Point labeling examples
[START]

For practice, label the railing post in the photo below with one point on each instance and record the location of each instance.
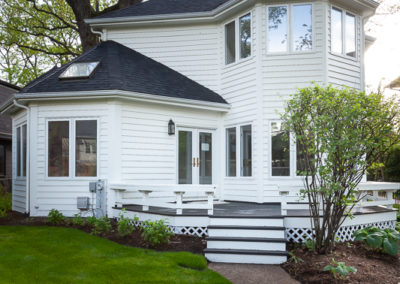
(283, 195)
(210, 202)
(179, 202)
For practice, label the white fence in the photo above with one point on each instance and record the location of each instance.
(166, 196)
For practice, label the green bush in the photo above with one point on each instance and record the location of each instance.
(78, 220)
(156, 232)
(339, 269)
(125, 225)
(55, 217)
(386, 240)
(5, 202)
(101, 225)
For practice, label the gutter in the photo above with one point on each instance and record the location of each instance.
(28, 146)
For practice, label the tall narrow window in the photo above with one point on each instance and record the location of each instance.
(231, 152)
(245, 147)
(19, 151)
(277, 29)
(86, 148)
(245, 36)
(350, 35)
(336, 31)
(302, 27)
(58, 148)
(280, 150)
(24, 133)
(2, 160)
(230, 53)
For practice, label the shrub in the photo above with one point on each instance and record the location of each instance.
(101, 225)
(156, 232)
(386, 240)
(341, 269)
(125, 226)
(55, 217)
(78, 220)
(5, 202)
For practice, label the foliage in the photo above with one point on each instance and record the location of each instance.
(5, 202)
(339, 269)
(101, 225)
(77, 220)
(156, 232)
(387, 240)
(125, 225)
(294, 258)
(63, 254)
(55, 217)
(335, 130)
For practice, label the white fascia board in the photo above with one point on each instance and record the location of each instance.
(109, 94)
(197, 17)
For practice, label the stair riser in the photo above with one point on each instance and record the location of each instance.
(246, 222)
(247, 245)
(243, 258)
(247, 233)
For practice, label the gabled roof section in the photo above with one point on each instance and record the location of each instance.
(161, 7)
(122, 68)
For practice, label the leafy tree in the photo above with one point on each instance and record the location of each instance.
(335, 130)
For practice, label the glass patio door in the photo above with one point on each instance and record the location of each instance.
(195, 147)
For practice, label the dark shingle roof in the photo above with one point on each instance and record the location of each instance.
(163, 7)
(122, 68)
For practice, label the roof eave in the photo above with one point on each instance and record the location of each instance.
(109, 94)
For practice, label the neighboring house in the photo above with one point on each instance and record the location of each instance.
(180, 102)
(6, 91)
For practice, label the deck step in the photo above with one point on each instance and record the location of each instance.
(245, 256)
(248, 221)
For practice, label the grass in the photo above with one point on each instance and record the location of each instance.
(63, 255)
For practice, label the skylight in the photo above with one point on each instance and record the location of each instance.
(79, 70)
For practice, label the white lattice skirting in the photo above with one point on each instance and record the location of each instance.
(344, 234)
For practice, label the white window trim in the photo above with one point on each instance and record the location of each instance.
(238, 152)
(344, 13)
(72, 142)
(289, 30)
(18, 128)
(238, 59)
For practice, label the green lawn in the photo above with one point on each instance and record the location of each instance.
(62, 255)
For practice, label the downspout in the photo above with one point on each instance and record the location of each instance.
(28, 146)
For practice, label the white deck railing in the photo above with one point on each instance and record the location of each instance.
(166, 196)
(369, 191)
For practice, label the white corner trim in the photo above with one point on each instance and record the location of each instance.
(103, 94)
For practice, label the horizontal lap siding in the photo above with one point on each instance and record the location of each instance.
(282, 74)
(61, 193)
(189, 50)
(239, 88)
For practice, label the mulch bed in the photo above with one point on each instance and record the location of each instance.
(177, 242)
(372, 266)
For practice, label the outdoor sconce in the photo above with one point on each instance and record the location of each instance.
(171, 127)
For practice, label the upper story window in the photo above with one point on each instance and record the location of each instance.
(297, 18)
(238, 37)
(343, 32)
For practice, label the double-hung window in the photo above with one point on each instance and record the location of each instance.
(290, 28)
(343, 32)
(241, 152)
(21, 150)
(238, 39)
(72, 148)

[END]

### Task directions
Put every line of the records above into a JSON list of strings, with one string per line and blank lines left out. Leave the pictures out of the list.

### Finished answer
[
  "For practice, label the railing post in the photo below with one point on each instance and record the location of each instance.",
  "(283, 195)",
  "(210, 202)",
  "(179, 202)",
  "For practice, label the white fence in the photo above with one point on each instance and record the location of each instance.",
  "(166, 196)",
  "For practice, label the green bush in the photo above with one point on each instance and record the location of each instance.",
  "(78, 220)",
  "(156, 232)",
  "(339, 269)",
  "(125, 225)",
  "(55, 217)",
  "(386, 240)",
  "(5, 202)",
  "(101, 225)",
  "For practice, label the gutter in the photo above with one point on each instance and record the location of each instance.",
  "(28, 146)",
  "For practice, label the tall narrow window in the photo above with one point on each instance and record the location of each instance.",
  "(231, 152)",
  "(245, 147)",
  "(19, 151)",
  "(277, 29)",
  "(86, 148)",
  "(245, 36)",
  "(350, 35)",
  "(336, 31)",
  "(302, 27)",
  "(58, 148)",
  "(280, 150)",
  "(24, 133)",
  "(2, 160)",
  "(230, 53)",
  "For practice, label the shrub in the photo above with one point on each instance and record the location of each instance.",
  "(101, 225)",
  "(156, 232)",
  "(386, 240)",
  "(341, 269)",
  "(125, 226)",
  "(55, 217)",
  "(78, 220)",
  "(5, 202)",
  "For practice, label the foliage in the photo above with one point on each instance and record the location of each instance.",
  "(5, 202)",
  "(339, 269)",
  "(101, 225)",
  "(77, 220)",
  "(156, 232)",
  "(387, 240)",
  "(125, 225)",
  "(294, 258)",
  "(63, 254)",
  "(55, 217)",
  "(335, 130)",
  "For practice, label the white fascia board in the photo above with one point on each instance and record the location of each instance.",
  "(109, 94)",
  "(197, 17)",
  "For practice, label the stair riser in the photo above with one point on each instance and record the location of each instance.",
  "(246, 222)",
  "(247, 245)",
  "(243, 258)",
  "(247, 233)",
  "For practice, label the gabled roof section in the photo above with one point on each instance and record the location of each instance.",
  "(161, 7)",
  "(122, 68)",
  "For practice, label the leafy tree in the photo above with one point on each instance and record the location of each instance.",
  "(335, 130)",
  "For practice, label the glass patio door in the photo above with one point on each instance and record the location of each instance.",
  "(195, 147)",
  "For practice, label the dark shingle roof in the photo above with one point on each instance and record the location of each instance.",
  "(163, 7)",
  "(122, 68)",
  "For practice, label the roof eave in the photo above with one point on each instance and record the location of each instance.",
  "(109, 94)",
  "For practice, label the neighboring house in the photo above with one point on each instance and record the location of each instance.",
  "(180, 102)",
  "(6, 91)",
  "For practice, label the deck step in the photo above with one point on each instance and record the location of each instance.",
  "(245, 256)",
  "(248, 221)",
  "For practice, label the grass in the photo above with one point on each instance and record the location of each instance.",
  "(63, 255)",
  "For practice, label the skylight in the photo above with one point on each instance and record the location of each instance.",
  "(79, 70)",
  "For practice, label the white lattice skirting in the photo above with one point on each instance and record the location of each instance.",
  "(344, 234)",
  "For practice, label the white window trim in the photo above with one point on each instance and record the location of each instance.",
  "(238, 152)",
  "(344, 13)",
  "(72, 142)",
  "(289, 30)",
  "(18, 128)",
  "(238, 59)",
  "For practice, label the green lawn in the photo above with one point on each instance and record the location of each instance.",
  "(62, 255)",
  "For practice, label the downspout in the photo above with one point on each instance and record the location of each instance.",
  "(28, 146)",
  "For practice, label the white deck railing in the photo above with one point on each instance and record the location of each instance.",
  "(166, 196)",
  "(369, 191)",
  "For practice, label the white corner trim in the photo above with one point on each instance and record the location of each instance.",
  "(103, 94)",
  "For practice, label the horizontal lap siding in the photo above with one point on each instance and record the location of each instance.",
  "(282, 74)",
  "(61, 193)",
  "(189, 50)",
  "(239, 88)",
  "For practice, label the mulch bed in the photo above with one point on each instance and record the location of each instance.",
  "(177, 242)",
  "(372, 266)",
  "For practice, label the outdoor sconce in the photo above with one point on each instance and record the location of each instance.",
  "(171, 127)",
  "For practice, label the upper story window in the photo above with one point on each instance and record the location of each instance.",
  "(297, 18)",
  "(238, 37)",
  "(343, 32)",
  "For practice, label the double-hung window in the photo above with one point on each instance and record the location of each instance.",
  "(290, 28)",
  "(343, 32)",
  "(241, 152)",
  "(21, 150)",
  "(238, 39)",
  "(72, 148)"
]